▶ [The problem]: Locate each line in the records below that contains the string "person", and copy every such line in full. Matching is case-sensitive.

▶ [Records]:
↓↓↓
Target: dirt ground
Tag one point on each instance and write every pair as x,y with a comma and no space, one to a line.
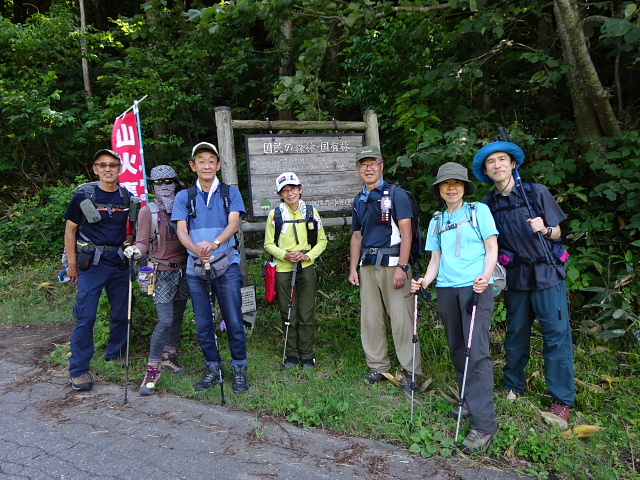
26,344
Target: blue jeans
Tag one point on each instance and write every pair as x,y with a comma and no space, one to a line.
550,306
90,284
227,290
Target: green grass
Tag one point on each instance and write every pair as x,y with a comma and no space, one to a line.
333,397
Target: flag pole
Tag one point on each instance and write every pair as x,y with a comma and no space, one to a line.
136,110
135,102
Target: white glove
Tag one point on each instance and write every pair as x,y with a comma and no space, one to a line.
132,251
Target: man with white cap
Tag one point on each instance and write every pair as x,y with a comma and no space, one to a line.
529,248
157,237
208,216
298,243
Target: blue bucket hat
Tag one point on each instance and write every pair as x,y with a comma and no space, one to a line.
507,147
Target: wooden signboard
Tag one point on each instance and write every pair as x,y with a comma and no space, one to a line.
324,163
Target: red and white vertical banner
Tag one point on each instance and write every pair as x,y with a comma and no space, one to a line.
126,140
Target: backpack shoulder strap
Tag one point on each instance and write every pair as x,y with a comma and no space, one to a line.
312,226
126,196
473,216
154,233
224,193
437,216
191,202
356,205
277,217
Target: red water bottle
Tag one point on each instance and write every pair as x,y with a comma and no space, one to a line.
385,207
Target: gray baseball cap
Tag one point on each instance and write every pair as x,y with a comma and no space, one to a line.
369,151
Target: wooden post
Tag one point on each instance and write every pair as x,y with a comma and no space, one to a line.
226,145
227,151
371,135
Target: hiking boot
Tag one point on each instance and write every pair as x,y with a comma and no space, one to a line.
559,409
290,361
170,363
464,413
374,376
152,376
476,442
406,382
239,373
82,383
214,377
308,363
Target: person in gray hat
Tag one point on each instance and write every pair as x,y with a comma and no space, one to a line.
381,247
157,238
464,250
528,219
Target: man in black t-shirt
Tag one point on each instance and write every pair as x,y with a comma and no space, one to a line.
96,261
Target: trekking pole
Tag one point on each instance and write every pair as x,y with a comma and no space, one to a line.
414,339
427,296
288,322
132,275
212,300
474,306
518,179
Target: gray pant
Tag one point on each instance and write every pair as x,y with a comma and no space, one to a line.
168,329
452,308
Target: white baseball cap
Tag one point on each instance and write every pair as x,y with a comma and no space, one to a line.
287,178
204,146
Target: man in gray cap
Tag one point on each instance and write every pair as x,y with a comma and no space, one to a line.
95,232
381,246
528,219
157,238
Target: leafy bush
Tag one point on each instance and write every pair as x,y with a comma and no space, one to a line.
33,227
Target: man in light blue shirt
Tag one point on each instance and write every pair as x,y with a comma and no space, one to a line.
208,215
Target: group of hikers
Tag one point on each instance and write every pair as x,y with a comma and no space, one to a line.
188,237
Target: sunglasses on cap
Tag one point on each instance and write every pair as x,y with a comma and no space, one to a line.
104,165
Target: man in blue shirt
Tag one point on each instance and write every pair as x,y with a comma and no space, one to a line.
206,228
96,262
382,248
529,247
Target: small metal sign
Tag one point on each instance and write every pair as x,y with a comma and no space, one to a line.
325,164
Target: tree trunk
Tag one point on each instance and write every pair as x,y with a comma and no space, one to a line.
83,49
286,65
591,105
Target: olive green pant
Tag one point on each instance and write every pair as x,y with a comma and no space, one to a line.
302,317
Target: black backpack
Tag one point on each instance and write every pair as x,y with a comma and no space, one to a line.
417,239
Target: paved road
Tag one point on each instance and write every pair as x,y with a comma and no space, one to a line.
48,431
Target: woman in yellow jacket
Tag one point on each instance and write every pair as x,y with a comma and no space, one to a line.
299,243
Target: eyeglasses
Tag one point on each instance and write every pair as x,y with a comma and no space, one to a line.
103,165
365,165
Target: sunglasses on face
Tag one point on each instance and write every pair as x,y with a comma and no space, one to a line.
365,165
107,165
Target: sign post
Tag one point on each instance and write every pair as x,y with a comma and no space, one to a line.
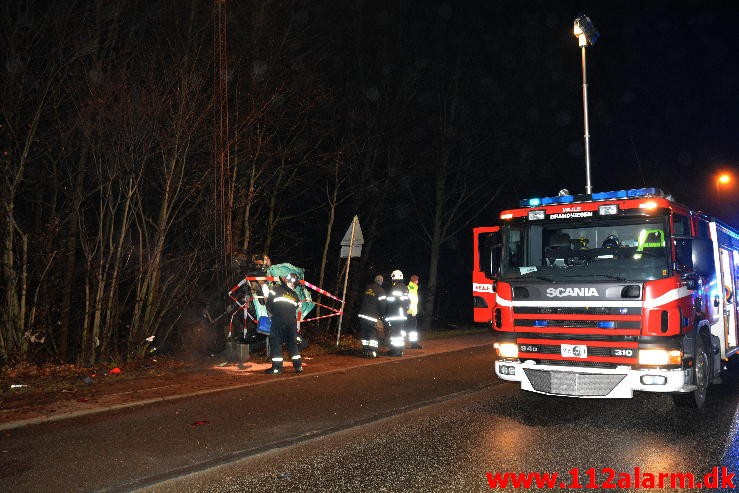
351,246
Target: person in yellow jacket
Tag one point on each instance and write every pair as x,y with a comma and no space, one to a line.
412,322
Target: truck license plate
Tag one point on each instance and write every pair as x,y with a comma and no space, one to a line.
574,350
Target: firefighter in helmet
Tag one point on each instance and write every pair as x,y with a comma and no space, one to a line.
396,313
283,303
370,317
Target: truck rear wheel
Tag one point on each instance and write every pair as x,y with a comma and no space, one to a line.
702,377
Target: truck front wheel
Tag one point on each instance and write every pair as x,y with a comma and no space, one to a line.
702,377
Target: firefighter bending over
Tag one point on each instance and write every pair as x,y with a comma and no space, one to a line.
282,303
370,315
396,313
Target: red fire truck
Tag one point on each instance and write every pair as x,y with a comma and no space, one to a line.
604,294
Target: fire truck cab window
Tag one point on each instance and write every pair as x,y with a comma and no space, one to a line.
680,225
702,230
623,248
489,251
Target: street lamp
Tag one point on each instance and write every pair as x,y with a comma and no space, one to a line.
586,35
721,179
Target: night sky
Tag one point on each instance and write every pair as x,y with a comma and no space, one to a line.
663,102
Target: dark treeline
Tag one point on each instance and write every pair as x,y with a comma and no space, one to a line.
418,116
335,109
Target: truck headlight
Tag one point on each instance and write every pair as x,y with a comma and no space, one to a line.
660,357
506,349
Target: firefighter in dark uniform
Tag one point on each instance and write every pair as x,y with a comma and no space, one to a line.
282,303
370,315
396,313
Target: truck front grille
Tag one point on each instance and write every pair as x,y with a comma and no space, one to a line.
571,383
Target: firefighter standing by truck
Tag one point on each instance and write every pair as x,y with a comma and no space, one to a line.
370,317
397,313
412,322
282,303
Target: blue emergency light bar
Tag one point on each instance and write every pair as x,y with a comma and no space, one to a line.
633,193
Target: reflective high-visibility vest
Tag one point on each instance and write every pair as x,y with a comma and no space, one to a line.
413,297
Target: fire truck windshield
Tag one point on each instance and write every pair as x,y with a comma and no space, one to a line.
621,248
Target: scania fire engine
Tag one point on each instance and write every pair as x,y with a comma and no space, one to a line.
604,294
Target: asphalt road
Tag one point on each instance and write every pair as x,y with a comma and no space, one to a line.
119,451
433,423
452,445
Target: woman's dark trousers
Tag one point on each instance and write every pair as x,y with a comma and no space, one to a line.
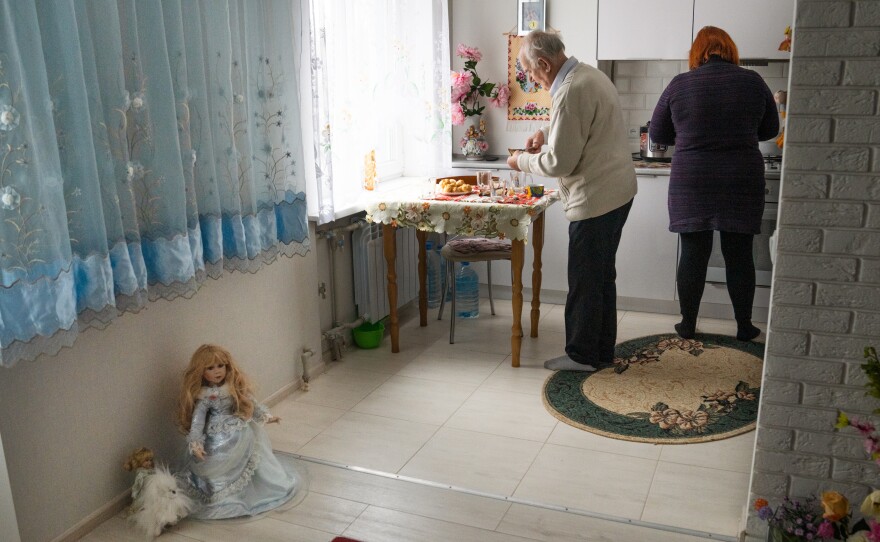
739,263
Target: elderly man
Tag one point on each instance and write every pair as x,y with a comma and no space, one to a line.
587,149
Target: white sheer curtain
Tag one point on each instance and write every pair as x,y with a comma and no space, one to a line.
379,81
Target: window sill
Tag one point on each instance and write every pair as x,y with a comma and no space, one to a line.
400,187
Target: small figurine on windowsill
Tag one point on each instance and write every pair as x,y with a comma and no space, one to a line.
230,468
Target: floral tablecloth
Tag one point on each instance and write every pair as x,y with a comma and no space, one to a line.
472,215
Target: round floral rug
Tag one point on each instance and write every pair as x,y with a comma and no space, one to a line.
665,390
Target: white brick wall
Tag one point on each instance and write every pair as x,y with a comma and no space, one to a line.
640,83
826,293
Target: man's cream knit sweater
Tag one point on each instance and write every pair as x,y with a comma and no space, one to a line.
587,148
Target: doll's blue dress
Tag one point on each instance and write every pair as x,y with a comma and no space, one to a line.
240,475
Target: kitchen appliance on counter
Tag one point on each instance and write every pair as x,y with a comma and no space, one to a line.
651,151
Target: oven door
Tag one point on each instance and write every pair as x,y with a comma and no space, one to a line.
763,264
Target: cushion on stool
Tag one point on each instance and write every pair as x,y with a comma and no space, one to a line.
477,249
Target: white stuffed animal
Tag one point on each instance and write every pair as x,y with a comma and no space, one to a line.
160,503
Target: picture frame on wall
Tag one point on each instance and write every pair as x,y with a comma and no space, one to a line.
531,16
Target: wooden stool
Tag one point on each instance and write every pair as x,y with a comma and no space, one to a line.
475,249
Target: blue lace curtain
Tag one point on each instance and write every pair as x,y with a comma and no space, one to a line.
144,146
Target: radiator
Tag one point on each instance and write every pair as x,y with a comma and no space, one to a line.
370,277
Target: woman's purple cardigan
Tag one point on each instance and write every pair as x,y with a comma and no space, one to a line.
715,115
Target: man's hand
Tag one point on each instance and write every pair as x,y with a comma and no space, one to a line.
511,161
534,143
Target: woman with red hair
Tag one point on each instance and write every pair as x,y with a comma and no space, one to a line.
715,114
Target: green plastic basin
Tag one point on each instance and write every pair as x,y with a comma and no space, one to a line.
369,335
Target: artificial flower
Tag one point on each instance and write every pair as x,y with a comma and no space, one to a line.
503,96
457,114
871,506
470,53
836,506
9,198
468,88
825,530
461,84
9,118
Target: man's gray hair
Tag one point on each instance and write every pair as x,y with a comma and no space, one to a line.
540,44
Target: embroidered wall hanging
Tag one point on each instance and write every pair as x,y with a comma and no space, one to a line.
528,100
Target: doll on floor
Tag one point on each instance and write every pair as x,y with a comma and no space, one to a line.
140,461
230,469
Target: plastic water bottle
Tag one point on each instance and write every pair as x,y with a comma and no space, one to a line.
435,285
467,292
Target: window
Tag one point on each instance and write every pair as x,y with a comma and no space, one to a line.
380,81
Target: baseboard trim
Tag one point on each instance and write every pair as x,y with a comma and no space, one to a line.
96,518
282,394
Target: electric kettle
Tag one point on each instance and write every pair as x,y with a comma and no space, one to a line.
652,151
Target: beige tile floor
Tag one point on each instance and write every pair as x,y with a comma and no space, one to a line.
449,442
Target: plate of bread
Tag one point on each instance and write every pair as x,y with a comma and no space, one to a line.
454,187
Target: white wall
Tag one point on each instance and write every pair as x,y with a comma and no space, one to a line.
68,421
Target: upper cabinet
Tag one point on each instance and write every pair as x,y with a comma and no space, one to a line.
756,26
643,29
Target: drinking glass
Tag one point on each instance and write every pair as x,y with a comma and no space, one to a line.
484,180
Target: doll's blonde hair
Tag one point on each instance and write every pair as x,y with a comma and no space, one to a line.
239,386
138,459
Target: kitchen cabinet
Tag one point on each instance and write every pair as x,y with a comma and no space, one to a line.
648,251
756,26
644,29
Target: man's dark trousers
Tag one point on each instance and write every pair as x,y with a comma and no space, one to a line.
591,306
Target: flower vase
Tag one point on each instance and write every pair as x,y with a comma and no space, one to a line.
474,145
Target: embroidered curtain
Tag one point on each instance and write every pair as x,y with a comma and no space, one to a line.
379,80
144,146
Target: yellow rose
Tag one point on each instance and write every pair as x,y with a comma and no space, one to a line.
871,505
836,506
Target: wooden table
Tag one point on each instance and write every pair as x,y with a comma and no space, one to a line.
471,216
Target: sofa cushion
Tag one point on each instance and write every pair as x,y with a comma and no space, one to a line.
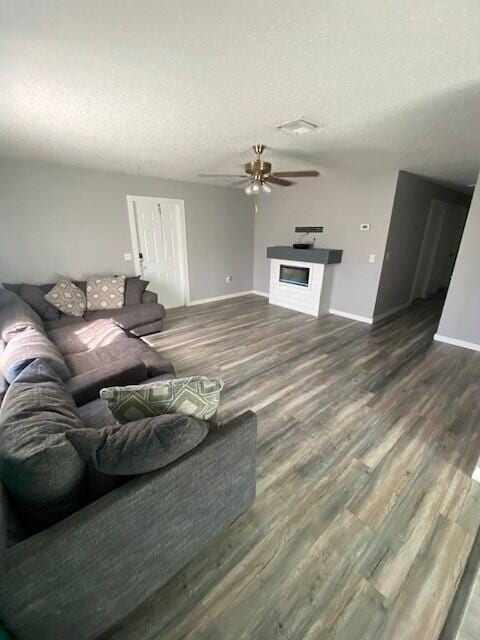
↑↑↑
▶ [Result for this exercise]:
Target: person in gray hat
Target: person in yellow jacket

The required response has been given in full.